### WHAT YOU WILL DO
Count the lines in the entries below that contain the word "building". How many are there? Reply with the number alone.

### DATA SUPPLIED
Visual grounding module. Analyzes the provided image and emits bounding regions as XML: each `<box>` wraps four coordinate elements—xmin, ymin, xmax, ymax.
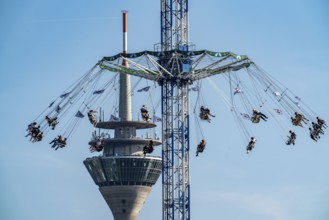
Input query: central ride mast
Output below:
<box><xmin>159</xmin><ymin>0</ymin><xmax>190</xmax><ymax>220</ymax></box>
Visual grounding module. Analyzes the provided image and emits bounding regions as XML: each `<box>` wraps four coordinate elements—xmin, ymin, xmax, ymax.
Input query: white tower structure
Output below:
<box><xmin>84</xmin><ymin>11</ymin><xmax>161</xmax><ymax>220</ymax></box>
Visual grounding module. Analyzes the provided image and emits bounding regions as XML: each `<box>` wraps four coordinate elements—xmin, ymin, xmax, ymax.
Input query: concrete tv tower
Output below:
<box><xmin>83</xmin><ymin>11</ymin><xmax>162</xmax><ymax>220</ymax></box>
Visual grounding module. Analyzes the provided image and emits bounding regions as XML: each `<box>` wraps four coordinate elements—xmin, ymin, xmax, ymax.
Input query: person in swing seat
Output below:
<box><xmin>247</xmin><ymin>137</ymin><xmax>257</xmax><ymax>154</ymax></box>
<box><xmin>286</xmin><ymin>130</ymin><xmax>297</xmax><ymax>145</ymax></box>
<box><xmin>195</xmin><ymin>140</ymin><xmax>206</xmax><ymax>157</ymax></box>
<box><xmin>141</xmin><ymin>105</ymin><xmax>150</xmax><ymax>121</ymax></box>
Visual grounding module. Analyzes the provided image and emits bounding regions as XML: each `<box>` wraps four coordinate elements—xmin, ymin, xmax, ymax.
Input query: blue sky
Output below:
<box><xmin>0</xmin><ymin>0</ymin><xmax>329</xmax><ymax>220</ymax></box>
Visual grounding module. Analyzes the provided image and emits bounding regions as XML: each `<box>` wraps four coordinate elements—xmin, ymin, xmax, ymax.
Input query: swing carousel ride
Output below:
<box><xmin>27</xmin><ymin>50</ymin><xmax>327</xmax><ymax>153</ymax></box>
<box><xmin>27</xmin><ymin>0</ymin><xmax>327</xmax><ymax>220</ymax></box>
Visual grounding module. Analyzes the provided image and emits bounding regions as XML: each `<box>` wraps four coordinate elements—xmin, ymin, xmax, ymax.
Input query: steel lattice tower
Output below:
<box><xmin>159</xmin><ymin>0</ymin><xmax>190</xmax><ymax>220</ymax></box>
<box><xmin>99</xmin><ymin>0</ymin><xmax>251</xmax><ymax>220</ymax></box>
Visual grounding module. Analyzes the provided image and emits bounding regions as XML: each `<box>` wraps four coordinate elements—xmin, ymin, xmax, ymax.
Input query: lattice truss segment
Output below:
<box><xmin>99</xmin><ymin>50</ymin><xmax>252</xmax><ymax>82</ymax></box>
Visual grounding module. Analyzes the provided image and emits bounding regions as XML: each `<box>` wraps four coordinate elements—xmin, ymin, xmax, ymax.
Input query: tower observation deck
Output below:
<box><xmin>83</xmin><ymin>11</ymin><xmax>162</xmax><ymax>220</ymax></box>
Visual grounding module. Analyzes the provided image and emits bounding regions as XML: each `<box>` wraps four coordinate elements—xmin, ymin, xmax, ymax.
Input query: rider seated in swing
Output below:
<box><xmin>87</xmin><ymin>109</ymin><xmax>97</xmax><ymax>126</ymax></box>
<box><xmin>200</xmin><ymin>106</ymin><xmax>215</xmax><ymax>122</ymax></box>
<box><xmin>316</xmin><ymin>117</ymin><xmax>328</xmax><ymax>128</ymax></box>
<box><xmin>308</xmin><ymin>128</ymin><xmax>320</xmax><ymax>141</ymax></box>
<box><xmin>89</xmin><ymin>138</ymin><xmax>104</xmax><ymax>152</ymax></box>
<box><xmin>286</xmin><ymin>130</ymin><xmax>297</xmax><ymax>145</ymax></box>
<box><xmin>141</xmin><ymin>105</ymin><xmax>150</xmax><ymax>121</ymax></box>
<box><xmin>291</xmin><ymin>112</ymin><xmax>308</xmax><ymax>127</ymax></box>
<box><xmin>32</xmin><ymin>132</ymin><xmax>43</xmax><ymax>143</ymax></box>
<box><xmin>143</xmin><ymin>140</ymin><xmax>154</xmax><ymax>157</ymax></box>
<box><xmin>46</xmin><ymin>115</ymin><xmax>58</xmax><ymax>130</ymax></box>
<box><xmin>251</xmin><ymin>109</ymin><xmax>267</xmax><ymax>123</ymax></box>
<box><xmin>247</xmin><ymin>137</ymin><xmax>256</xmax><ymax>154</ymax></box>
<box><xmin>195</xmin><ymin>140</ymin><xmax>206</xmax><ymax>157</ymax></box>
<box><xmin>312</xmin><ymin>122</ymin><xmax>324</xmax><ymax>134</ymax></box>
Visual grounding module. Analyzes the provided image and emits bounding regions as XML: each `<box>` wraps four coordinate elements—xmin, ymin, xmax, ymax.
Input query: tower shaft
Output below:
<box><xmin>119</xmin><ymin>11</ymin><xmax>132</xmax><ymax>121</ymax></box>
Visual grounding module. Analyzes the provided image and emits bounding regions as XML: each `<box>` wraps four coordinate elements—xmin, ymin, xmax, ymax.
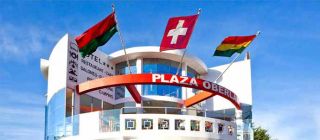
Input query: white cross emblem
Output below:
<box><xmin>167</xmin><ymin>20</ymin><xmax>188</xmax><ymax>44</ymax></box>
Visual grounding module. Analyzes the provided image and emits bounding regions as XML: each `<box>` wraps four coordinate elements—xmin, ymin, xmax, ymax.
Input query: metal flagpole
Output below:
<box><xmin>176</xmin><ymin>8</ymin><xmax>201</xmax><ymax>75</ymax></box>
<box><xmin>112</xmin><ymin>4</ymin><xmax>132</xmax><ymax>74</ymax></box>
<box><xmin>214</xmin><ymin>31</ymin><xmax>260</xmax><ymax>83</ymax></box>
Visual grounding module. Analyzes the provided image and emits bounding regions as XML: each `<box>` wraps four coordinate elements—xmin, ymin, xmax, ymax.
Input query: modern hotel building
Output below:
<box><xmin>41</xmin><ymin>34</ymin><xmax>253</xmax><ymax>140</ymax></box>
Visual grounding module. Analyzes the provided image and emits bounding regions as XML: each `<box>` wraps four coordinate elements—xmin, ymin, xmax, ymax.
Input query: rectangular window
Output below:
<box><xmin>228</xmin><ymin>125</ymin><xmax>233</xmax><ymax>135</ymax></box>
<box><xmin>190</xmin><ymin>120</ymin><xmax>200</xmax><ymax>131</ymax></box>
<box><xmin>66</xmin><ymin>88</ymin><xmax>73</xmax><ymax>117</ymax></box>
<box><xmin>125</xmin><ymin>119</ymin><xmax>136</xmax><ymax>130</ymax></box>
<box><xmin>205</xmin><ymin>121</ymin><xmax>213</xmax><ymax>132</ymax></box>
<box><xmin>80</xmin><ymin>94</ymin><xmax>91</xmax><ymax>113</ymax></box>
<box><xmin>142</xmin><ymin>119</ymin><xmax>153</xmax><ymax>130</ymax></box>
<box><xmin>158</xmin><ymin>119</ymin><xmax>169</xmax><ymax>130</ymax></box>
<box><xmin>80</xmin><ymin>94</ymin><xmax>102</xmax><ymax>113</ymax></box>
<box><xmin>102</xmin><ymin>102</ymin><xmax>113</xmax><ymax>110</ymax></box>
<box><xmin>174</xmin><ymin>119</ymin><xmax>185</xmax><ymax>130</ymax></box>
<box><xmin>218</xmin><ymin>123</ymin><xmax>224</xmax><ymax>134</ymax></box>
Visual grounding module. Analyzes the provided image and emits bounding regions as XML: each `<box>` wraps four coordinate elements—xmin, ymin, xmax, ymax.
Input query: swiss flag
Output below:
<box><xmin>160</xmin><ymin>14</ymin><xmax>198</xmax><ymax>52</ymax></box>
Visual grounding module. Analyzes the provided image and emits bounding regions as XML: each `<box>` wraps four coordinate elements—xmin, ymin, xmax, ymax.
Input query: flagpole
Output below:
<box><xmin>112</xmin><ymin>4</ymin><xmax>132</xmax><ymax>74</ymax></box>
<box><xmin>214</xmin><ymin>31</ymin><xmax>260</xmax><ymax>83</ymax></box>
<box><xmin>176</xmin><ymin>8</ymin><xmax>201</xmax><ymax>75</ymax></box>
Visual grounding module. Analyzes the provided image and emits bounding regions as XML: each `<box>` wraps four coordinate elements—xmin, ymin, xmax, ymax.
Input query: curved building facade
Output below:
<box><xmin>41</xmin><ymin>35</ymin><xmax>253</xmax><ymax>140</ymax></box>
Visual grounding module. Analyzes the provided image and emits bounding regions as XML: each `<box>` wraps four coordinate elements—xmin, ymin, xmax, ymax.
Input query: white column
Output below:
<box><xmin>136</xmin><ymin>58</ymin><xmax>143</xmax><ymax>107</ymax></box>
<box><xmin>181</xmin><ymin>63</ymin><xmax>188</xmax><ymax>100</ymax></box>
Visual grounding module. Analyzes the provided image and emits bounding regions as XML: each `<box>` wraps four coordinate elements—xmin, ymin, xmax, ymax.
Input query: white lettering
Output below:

...

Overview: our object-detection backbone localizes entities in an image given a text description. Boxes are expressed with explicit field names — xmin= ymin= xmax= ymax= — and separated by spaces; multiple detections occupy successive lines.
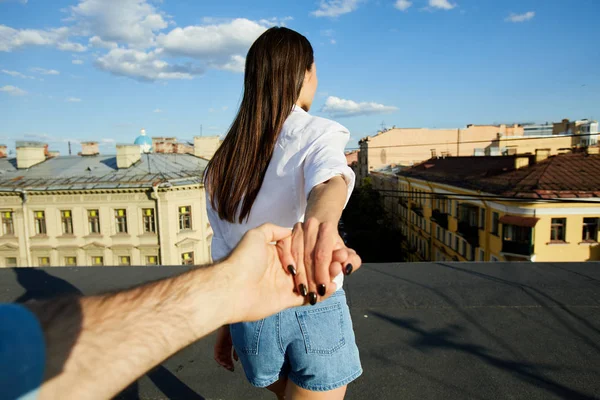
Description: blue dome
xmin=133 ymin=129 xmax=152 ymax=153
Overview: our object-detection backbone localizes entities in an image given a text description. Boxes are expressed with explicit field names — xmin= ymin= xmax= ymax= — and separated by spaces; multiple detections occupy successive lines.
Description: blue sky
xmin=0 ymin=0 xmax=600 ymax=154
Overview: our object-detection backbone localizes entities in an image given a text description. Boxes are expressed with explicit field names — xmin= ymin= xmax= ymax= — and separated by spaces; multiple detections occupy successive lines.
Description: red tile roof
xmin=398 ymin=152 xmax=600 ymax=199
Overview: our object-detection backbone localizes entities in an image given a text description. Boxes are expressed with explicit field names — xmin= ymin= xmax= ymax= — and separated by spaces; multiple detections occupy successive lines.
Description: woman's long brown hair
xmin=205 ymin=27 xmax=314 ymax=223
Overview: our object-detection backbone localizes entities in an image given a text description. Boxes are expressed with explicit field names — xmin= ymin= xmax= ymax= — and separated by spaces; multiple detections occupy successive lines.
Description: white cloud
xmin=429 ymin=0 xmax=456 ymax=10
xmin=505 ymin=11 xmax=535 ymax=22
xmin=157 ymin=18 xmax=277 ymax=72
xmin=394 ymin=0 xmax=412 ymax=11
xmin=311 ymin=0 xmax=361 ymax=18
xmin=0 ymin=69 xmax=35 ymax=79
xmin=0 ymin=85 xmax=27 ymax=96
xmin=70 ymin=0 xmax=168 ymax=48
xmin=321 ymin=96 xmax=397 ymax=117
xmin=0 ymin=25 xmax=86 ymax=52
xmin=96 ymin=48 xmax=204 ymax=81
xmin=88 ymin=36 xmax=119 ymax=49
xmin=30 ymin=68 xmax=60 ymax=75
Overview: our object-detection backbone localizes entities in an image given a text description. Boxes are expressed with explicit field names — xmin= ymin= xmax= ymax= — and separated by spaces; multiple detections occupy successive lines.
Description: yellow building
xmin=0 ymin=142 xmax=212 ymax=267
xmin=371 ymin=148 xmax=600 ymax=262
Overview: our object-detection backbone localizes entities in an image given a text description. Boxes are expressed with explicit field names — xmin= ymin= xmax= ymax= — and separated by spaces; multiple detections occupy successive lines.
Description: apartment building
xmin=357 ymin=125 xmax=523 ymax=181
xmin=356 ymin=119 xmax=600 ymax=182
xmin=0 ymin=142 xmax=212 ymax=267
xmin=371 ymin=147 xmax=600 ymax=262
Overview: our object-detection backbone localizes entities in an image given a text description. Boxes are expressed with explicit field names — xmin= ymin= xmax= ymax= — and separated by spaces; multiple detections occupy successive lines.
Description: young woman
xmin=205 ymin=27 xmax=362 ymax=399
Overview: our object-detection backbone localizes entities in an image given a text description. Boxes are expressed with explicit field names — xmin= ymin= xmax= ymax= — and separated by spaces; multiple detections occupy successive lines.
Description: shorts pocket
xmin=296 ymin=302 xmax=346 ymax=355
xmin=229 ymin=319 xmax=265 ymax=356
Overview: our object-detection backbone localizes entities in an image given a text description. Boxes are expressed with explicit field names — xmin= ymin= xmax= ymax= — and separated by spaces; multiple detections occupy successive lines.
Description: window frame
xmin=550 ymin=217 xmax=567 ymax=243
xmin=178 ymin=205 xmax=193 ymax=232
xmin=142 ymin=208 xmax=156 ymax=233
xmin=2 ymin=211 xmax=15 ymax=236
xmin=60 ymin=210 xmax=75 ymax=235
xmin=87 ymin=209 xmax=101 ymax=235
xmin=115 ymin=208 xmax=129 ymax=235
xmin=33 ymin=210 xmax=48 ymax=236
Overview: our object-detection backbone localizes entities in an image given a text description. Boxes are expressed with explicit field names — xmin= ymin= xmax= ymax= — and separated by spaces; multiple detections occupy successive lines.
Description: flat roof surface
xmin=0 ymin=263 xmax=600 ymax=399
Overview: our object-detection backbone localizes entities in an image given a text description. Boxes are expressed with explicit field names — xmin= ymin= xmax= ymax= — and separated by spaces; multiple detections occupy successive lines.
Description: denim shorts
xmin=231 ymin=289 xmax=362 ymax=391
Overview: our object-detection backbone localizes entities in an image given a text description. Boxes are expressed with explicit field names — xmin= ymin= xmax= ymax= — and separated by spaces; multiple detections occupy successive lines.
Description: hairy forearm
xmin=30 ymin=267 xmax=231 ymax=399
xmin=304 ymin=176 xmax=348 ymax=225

### FINISHED EXERCISE
4